[Data to process Boundary: Start]

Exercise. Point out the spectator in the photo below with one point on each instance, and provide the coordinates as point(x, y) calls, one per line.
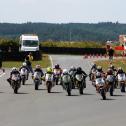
point(0, 58)
point(110, 53)
point(29, 65)
point(30, 57)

[Data to process Boundary: End]

Assignment = The response must restate each line of the material above exactly and contain no images.

Written reply =
Exercise. Point out the spectator in the photo below with one point on each instance, and provide the coordinates as point(x, y) calls, one per line.
point(0, 58)
point(110, 53)
point(29, 65)
point(30, 57)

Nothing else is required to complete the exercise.